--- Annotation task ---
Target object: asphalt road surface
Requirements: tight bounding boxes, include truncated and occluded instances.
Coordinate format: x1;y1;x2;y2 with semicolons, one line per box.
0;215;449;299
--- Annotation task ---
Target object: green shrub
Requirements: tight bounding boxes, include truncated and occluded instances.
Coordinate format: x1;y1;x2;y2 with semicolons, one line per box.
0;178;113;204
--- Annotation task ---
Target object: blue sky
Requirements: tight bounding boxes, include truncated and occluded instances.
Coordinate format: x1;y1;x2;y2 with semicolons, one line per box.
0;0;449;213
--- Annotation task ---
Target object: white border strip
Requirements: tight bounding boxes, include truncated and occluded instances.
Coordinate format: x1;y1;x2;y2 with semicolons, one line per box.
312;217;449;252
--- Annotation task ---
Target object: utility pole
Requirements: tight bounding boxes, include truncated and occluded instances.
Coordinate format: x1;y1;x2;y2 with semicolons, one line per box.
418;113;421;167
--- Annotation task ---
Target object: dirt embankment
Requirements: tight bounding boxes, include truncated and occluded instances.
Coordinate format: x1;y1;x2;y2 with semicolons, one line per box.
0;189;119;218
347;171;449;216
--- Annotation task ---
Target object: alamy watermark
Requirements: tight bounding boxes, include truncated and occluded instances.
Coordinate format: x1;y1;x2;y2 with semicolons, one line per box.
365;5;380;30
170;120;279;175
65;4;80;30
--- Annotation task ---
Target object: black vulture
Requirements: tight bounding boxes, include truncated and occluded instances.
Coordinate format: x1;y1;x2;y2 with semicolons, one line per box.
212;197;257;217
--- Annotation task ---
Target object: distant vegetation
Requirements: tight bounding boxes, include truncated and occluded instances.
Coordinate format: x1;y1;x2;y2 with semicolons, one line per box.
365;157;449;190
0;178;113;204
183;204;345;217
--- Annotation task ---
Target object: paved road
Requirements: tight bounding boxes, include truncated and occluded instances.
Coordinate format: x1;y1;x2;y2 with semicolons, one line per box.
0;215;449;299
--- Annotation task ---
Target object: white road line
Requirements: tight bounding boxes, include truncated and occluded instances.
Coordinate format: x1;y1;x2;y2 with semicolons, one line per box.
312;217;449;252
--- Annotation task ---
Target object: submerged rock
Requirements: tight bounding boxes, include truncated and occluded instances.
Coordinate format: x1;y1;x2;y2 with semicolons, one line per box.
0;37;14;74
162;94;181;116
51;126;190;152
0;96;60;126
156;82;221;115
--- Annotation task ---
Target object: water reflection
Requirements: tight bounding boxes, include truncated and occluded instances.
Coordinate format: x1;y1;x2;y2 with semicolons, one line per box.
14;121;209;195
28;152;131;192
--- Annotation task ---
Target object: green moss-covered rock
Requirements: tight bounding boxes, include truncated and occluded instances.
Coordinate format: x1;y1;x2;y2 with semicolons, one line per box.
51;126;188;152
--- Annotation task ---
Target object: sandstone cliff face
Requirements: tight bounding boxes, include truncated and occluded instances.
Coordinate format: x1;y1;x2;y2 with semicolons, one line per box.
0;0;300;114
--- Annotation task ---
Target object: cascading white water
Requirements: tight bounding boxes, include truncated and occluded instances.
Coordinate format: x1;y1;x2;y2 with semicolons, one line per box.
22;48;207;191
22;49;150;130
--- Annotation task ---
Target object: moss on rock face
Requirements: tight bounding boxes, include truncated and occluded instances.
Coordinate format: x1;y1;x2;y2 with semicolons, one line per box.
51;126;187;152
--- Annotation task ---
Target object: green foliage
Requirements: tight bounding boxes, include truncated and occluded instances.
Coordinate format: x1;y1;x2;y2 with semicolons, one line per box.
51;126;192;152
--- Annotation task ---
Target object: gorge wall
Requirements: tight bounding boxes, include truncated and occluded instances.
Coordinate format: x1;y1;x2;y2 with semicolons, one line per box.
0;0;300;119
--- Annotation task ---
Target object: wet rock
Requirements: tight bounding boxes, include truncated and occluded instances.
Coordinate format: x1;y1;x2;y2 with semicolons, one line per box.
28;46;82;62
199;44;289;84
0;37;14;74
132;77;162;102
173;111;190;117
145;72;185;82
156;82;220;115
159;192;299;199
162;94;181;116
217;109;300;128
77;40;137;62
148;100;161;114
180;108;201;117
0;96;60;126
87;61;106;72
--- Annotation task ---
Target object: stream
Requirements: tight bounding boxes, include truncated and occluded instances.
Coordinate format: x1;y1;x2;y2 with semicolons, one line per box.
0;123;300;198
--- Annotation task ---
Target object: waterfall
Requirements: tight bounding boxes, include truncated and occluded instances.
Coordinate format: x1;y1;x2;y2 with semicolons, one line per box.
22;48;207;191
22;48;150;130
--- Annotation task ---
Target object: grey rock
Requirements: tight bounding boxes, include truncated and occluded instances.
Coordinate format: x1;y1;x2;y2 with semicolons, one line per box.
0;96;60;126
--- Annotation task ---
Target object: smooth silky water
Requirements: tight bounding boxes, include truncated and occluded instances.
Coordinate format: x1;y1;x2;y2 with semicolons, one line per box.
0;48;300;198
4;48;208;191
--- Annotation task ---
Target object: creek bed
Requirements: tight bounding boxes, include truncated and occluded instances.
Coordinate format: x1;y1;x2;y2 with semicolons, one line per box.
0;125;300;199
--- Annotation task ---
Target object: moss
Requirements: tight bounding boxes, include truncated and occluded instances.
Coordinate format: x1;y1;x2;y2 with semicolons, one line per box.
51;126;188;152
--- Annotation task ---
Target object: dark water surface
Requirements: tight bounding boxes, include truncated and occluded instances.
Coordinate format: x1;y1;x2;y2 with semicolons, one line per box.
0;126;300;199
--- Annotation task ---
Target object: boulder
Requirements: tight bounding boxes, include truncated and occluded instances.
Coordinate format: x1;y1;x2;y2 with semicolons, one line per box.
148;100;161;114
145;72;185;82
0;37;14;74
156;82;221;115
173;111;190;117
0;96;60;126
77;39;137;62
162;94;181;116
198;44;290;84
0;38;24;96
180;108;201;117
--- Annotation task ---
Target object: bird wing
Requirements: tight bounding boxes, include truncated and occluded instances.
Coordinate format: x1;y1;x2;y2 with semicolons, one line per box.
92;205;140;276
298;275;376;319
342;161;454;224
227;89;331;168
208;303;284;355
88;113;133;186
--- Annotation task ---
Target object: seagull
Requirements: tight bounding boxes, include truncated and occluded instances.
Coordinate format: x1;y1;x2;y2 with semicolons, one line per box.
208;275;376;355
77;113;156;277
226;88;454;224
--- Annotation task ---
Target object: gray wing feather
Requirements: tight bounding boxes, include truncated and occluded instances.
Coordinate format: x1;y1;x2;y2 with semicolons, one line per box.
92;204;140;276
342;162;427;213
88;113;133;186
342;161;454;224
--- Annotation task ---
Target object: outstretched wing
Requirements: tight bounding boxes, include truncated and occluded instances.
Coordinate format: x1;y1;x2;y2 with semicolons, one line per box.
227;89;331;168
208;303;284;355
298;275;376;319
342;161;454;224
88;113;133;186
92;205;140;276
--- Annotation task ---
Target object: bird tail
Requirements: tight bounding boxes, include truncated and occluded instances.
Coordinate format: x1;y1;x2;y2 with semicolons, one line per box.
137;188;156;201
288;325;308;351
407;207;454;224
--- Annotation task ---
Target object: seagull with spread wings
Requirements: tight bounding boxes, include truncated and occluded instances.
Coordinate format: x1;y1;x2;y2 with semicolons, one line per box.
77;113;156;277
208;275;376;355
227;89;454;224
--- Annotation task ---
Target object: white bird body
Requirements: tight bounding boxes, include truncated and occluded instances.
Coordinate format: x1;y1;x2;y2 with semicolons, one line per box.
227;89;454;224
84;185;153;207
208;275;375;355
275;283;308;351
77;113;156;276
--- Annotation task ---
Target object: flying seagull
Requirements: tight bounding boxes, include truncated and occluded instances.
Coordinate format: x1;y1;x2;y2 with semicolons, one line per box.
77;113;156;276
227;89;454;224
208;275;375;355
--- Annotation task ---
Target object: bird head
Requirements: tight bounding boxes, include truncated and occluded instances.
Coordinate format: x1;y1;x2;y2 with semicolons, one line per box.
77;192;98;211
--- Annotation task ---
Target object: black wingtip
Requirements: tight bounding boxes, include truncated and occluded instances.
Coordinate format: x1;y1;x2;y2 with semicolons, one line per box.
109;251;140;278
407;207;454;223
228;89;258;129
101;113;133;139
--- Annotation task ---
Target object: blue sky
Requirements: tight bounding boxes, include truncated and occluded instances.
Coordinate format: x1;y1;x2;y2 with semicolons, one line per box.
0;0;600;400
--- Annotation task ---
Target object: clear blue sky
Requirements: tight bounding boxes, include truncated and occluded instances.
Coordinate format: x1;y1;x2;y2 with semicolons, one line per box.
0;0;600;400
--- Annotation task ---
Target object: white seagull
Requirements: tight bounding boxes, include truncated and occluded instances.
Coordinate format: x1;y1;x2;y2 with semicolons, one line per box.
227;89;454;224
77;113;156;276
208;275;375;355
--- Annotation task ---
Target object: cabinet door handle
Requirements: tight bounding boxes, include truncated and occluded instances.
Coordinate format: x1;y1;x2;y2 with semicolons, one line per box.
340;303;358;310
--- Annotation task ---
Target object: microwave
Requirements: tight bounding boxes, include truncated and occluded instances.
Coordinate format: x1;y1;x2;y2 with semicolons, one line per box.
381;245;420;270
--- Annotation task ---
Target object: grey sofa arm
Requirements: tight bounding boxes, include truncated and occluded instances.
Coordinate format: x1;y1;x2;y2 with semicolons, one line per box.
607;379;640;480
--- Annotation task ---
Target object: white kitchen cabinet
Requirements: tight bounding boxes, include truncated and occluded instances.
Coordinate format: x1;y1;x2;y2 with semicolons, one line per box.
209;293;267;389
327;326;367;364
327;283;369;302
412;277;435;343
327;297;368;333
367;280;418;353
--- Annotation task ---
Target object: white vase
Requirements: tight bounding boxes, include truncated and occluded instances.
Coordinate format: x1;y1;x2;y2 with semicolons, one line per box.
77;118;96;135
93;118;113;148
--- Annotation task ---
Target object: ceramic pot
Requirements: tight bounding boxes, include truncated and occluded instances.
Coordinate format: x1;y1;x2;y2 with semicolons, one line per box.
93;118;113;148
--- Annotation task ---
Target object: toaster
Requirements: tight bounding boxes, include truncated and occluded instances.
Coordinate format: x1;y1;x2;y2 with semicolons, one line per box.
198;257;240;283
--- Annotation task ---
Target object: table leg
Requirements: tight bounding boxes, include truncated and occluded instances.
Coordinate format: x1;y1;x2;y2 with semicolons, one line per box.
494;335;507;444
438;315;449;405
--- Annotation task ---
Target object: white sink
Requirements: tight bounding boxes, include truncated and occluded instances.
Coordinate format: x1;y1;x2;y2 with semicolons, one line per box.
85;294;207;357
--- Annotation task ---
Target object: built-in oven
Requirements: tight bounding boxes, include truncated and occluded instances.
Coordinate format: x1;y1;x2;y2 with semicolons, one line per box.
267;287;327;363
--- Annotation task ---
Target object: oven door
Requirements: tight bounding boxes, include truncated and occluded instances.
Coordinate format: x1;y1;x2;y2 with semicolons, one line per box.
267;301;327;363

-*-

_ОПИСАНИЕ ЗАДАНИЯ:_ Найдите в приведенных выше данных все строки, в которых есть слово "cabinet". Выпишите каждую такую строку целиком.

_РЕЗУЛЬТАТ ЗАДАНИЯ:_
Target object: cabinet door handle
Target object: white kitchen cabinet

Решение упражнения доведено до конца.